- EXERCISE PROMPT
Those lines of the following listing which contain the string "fence" should be returned.

--- GIVEN DATA ---

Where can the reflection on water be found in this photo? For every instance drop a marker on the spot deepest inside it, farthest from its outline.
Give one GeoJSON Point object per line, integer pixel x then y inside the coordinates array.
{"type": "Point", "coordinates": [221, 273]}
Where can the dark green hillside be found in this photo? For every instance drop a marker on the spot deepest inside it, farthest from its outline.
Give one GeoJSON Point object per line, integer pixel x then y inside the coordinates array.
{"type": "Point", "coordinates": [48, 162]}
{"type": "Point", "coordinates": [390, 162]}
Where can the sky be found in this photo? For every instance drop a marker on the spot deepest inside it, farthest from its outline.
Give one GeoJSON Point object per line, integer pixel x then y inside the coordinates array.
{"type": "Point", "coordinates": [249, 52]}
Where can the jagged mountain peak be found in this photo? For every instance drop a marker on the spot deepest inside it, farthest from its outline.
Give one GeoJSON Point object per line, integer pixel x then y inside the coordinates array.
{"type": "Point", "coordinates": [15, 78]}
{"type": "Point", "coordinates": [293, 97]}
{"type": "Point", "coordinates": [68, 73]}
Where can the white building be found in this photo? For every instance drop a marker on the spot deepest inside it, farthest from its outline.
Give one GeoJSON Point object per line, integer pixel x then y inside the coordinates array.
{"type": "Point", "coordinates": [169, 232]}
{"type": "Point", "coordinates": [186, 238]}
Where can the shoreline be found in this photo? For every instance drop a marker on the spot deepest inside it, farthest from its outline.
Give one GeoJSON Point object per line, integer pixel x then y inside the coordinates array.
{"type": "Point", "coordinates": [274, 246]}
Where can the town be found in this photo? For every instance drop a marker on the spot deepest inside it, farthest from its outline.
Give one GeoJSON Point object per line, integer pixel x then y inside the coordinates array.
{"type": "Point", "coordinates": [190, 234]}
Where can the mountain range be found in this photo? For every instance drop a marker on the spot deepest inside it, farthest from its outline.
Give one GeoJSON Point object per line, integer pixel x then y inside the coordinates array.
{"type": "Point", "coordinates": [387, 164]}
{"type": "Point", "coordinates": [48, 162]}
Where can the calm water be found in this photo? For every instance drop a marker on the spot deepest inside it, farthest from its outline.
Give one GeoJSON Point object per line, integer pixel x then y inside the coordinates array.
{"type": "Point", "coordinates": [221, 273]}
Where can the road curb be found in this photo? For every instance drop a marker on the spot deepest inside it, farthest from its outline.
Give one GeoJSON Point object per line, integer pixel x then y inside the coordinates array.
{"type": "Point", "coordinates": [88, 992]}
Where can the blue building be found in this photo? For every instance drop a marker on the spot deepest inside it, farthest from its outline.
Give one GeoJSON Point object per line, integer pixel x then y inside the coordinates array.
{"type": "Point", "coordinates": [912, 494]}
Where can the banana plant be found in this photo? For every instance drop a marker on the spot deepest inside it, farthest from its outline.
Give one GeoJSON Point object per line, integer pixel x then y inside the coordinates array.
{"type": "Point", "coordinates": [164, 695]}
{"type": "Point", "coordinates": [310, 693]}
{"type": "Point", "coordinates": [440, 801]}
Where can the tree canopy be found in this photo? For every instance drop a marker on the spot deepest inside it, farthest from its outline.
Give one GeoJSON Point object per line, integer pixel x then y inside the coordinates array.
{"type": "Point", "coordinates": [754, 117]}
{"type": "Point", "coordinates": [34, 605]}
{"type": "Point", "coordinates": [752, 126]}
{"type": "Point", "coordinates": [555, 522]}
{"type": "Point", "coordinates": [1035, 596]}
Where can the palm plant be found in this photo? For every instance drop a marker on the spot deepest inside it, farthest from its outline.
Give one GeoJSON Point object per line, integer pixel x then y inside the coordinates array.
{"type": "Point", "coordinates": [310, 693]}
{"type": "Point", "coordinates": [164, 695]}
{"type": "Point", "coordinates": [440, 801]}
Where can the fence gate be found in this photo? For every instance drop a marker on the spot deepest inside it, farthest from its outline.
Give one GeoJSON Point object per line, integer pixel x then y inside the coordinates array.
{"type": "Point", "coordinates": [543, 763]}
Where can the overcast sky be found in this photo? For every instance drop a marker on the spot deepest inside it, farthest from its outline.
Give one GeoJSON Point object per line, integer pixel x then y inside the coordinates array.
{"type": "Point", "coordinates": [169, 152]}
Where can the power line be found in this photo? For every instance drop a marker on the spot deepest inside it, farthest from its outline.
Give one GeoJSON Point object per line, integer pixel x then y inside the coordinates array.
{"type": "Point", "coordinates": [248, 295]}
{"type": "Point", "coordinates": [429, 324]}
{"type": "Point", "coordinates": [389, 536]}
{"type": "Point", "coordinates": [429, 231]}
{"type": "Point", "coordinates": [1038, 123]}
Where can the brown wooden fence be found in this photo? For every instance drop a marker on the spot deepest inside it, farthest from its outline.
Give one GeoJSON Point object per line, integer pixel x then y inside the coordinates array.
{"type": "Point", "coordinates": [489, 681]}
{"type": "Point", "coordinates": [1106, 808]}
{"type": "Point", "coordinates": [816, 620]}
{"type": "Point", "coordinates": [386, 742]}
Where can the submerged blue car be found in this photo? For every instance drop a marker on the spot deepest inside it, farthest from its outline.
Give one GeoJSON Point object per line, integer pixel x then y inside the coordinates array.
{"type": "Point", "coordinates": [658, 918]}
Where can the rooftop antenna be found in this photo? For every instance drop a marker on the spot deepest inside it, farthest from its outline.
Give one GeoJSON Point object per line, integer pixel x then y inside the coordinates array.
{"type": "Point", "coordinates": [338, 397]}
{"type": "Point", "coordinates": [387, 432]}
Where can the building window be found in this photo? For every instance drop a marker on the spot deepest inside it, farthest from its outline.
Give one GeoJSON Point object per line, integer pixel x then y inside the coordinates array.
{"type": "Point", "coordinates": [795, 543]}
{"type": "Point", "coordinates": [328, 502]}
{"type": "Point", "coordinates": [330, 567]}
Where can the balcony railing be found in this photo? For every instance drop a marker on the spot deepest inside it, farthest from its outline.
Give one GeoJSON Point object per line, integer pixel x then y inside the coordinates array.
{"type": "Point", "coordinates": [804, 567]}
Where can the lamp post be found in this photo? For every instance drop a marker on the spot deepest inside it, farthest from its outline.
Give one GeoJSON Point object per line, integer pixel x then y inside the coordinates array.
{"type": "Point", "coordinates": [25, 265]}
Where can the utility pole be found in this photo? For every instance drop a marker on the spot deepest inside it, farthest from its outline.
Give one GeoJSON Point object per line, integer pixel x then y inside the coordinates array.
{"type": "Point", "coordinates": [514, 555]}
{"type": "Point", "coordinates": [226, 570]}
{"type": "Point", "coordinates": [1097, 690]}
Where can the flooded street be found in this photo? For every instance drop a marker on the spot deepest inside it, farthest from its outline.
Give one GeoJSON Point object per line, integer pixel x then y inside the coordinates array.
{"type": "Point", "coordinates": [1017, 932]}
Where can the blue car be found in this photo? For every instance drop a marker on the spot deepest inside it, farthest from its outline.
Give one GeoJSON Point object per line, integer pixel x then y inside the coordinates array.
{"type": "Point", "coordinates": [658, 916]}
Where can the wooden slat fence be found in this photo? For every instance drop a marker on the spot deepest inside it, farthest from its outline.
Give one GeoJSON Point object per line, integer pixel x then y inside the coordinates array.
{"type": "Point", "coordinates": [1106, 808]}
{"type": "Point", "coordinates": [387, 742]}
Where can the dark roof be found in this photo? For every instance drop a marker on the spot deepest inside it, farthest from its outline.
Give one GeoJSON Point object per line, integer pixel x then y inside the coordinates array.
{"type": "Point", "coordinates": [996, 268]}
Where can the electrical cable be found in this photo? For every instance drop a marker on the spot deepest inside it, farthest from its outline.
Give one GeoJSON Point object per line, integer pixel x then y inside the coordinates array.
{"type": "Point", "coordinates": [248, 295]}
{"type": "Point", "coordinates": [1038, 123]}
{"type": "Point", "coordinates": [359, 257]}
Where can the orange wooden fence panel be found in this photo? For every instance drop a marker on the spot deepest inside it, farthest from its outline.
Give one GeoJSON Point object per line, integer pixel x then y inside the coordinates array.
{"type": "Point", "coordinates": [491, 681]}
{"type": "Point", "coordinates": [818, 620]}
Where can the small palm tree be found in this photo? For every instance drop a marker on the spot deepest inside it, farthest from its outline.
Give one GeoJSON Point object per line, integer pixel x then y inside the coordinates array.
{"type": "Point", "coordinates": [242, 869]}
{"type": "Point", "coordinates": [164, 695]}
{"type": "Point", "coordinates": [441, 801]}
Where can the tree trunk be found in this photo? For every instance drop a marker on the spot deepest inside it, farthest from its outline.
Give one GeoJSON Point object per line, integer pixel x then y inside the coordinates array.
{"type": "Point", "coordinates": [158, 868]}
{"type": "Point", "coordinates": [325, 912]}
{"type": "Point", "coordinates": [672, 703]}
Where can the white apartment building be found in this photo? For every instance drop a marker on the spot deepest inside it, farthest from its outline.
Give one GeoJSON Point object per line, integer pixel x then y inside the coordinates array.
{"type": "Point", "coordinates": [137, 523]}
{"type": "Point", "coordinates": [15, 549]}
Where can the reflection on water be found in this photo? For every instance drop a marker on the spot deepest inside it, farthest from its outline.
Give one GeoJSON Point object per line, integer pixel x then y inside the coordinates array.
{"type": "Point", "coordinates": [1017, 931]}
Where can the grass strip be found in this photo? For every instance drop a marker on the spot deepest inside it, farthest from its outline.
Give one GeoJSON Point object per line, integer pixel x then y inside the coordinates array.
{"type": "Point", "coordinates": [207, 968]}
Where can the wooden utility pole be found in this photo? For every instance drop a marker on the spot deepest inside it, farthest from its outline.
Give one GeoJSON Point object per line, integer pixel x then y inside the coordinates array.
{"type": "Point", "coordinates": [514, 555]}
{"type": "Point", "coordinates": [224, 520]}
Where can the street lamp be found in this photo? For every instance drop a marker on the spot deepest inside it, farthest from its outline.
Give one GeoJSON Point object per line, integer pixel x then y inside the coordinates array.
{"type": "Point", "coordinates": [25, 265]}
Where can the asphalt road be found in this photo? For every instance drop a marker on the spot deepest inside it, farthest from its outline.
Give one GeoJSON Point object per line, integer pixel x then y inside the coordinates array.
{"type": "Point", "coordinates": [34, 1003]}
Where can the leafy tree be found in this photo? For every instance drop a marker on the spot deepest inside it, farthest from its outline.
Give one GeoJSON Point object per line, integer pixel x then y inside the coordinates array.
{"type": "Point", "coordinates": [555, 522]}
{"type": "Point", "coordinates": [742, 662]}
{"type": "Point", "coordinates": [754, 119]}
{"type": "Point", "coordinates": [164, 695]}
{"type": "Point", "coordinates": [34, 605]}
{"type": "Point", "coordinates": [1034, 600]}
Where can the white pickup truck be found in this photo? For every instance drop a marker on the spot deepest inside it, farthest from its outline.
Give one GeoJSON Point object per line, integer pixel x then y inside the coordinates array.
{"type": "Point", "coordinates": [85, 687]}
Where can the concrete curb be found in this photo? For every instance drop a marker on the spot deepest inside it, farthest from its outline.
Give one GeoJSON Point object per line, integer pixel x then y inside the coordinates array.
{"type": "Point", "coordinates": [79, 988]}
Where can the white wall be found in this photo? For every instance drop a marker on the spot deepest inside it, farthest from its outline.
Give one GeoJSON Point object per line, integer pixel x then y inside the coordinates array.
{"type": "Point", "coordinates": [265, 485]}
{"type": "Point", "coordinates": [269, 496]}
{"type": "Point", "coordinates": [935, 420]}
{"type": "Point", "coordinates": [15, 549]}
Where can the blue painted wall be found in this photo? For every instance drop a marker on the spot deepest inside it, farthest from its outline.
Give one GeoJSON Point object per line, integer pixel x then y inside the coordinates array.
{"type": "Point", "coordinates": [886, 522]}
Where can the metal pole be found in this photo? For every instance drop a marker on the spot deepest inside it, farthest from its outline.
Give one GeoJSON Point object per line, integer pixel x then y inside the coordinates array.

---

- EXPECTED ANSWER
Where can the fence gate be found in this photo? For every instance drop a marker on the spot deepest inside it, farthest from its outline.
Where can the brown wooden fence be found in this photo? For every instance drop a marker on the spot deepest inside it, farthest from its outline.
Where can the wooden slat fence be found in this photo? For every instance drop a marker on the spot deepest inside it, farthest from its outline.
Where can the orange wooden fence panel be found in this photo? For every instance drop a marker on the spot deepest inside it, farthest from its outline.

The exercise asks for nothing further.